TEXTAUSZUG |
Ich habe auch mal direkt vor dem Aufruf über System.getProperty("java.class.path") den CP ausgelesen, da ist die jar nach wie vor vorhanden.



Edit: Ich habs! :shock:  Ich flieg nicht beim Class.forName ab, sondern ich versuche 1 Zeile später ne Property zu putten, das Propertyobjekt ist aber null und hab den Übergang beim Debuggen übersehen


----------



## nrg (7. Jul 2011)

dann fliegt aber eine NullPointerException und keine ClassNotFound


----------



## despikeexd (8. Jul 2011)

Wieder mal ein typischer Fall von NICHT-Wissen.

Zur kleinen Erklärung : seit Java1.4.2 werden ALLE JDBC-Driver welche zum Start der VM bekannt sind automatisch geladen. Ein Class.forName() oder DriverManager.registerDriver() sorgt also nur dafür das ein und der selbe Driver ZWEIMAL registriert ist.
Lasse dir vom DriverManager einfach mal alle geladenen Driver ausgeben ob deiner überhaupt dabei ist ... falls JA : er sollte durch den Aufruf von Class.forName() zweimal enthalten sein ... falls NEIN : sollte er GARNICHT drinstehen und liegt demzufolge auch nicht im CP.

*Immer wieder der selbe Fehler ... alter ich glaubs nicht.*


----------



## spaghetti (8. Jul 2011)

despikeexd hat gesagt.:


> *Wieder mal ein typischer Fall von NICHT-Wissen.*
> Zur kleinen Erklärung : seit Java1.4.2 werden ALLE JDBC-Driver welche zum Start der VM bekannt sind automatisch geladen. Ein Class.forName() oder DriverManager.registerDriver() sorgt also nur dafür das ein und der selbe Driver ZWEIMAL registriert ist.
> Lasse dir vom DriverManager einfach mal alle geladenen Driver ausgeben ob deiner überhaupt dabei ist ... falls JA : er sollte durch den Aufruf von Class.forName() zweimal enthalten sein ... falls NEIN : sollte er GARNICHT drinstehen und liegt demzufolge auch nicht im CP.

AUFGABENSTELLUNG |
**a.** Beantworte anhand des Textauszugs:
(i) Mit welchem Aufruf wurde direkt vor dem Aufruf der CP ausgelesen?
(ii) Welche Exception fliegt laut nrg in diesem Fall?
(iii) Seit welcher Java-Version werden laut despikeexd alle JDBC-Driver, die zum Start der VM bekannt sind, automatisch geladen?
**b.** Gib aus dem Textauszug den Abschnitt wortgetreu aus, der mit "Ich habe auch" beginnt und sich bis einschließlich "(7. Jul 2011)" erstreckt.

BEREITGESTELLTE DATEN |
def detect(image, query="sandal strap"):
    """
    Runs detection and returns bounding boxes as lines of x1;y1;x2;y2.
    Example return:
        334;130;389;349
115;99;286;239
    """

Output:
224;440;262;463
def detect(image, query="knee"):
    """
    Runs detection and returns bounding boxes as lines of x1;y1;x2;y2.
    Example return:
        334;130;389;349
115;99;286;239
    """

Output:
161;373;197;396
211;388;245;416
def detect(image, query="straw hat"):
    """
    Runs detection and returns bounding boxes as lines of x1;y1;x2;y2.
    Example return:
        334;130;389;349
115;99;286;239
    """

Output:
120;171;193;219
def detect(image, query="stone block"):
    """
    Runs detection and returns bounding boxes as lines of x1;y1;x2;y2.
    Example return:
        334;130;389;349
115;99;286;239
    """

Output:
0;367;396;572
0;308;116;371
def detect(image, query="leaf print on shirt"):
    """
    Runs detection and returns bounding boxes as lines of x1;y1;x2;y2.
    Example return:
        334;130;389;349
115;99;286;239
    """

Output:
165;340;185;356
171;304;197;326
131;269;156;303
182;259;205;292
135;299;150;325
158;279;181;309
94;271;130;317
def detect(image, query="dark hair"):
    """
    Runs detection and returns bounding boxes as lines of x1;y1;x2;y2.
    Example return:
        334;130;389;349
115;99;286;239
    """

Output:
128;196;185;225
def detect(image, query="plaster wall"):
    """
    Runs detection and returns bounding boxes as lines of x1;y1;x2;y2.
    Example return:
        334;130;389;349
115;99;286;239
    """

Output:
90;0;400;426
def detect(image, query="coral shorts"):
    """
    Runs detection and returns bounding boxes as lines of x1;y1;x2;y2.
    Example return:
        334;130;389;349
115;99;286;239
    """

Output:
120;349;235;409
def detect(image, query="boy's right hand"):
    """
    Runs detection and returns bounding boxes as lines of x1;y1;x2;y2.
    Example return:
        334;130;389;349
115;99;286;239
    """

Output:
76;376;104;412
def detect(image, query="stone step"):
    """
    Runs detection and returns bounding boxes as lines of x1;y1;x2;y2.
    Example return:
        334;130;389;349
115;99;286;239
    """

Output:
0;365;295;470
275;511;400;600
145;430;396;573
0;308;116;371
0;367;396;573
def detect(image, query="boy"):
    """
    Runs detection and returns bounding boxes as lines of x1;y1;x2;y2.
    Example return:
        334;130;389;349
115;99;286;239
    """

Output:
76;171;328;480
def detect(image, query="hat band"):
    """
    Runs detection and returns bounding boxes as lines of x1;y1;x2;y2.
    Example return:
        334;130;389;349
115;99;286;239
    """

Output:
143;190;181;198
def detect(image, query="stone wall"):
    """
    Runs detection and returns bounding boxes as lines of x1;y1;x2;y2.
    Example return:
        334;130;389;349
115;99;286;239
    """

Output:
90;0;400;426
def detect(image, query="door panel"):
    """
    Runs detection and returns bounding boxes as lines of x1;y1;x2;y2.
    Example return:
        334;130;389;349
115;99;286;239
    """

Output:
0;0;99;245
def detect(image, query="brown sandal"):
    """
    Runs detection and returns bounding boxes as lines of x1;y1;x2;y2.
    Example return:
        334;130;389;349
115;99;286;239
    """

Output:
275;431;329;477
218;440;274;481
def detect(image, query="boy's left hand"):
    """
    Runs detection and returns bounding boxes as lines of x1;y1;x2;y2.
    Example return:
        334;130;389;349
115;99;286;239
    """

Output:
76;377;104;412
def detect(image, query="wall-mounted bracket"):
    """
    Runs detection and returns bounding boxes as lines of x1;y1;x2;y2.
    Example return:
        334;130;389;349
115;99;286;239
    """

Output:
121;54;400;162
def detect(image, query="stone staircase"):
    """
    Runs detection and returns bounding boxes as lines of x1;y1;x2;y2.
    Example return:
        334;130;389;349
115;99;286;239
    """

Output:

RICHTIGE LÖSUNGEN |
**a.**
(i) System.getProperty("java.class.path")
(ii) Eine NullPointerException
(iii) Seit Java1.4.2

**b.**
Ich habe auch mal direkt vor dem Aufruf über System.getProperty("java.class.path") den CP ausgelesen, da ist die jar nach wie vor vorhanden.



Edit: Ich habs! :shock:  Ich flieg nicht beim Class.forName ab, sondern ich versuche 1 Zeile später ne Property zu putten, das Propertyobjekt ist aber null und hab den Übergang beim Debuggen übersehen


----------



## nrg (7. Jul 2011)